[Source records]
-=-=-=-=-

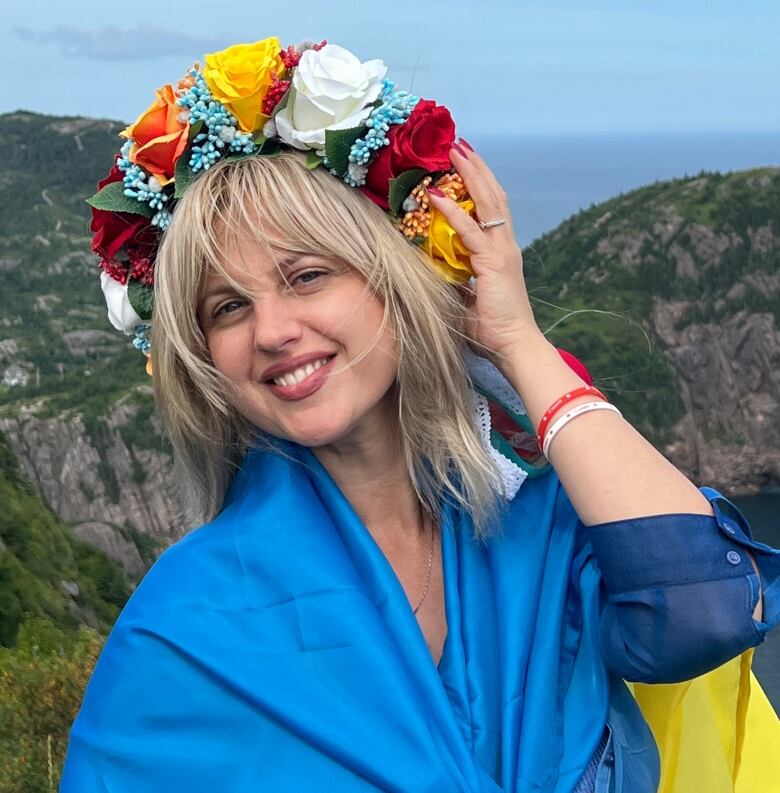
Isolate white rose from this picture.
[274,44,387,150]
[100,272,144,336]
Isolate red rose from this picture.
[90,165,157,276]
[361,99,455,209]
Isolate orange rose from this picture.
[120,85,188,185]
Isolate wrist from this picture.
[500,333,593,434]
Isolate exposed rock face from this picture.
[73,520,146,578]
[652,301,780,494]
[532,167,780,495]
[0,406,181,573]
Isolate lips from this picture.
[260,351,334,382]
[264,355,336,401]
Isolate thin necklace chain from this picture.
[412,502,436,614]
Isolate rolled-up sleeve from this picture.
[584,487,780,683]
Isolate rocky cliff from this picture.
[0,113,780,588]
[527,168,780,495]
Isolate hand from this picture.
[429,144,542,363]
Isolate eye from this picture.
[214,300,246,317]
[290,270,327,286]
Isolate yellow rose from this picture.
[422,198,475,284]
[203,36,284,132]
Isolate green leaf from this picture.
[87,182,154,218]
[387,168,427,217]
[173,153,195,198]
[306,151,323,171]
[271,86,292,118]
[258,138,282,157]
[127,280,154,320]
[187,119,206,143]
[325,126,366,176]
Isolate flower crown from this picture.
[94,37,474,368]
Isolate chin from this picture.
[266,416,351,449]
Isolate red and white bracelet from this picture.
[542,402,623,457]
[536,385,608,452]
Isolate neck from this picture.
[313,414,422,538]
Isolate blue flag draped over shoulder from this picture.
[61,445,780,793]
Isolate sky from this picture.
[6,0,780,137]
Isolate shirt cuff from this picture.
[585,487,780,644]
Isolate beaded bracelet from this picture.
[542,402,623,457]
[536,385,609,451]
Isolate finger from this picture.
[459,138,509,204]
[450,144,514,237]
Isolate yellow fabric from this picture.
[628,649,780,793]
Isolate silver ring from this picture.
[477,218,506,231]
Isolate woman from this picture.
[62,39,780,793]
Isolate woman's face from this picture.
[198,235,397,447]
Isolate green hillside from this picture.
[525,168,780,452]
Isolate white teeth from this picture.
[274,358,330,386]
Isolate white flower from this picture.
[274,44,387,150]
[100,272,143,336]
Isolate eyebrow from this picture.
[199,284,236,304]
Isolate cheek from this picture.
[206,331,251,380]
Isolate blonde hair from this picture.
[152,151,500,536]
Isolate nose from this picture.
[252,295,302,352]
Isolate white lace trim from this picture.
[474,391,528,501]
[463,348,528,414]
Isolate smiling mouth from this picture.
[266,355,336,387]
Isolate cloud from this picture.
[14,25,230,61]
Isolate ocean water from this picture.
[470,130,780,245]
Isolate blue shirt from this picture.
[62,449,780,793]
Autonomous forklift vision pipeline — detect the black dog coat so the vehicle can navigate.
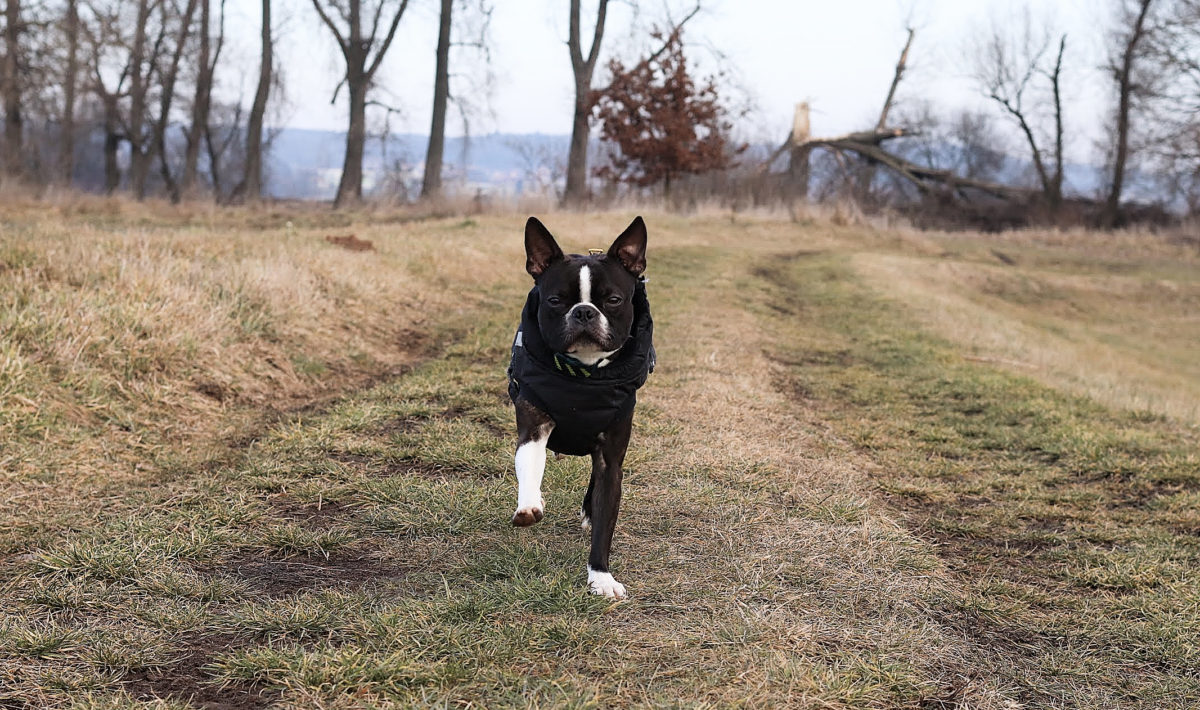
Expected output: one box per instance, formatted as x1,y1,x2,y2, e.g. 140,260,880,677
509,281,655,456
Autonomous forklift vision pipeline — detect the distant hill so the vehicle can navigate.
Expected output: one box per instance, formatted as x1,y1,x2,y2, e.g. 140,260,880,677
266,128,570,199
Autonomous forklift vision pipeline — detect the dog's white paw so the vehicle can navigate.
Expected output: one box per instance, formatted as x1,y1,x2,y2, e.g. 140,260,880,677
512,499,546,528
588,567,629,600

-=-=-=-=-

# What is needed
Copy the lines from the line with "Isolate ocean water from this picture." up to and including the line with "[62,449,780,793]", requests included, and give only those lines. Multiply each bounding-box coordinate in the answers by 1.35, rounding to whole numbers with halves rounded up.

# Solution to this exercise
Isolate ocean water from this picture.
[635,176,1053,331]
Isolate blue shirt from this picture.
[84,606,1053,1071]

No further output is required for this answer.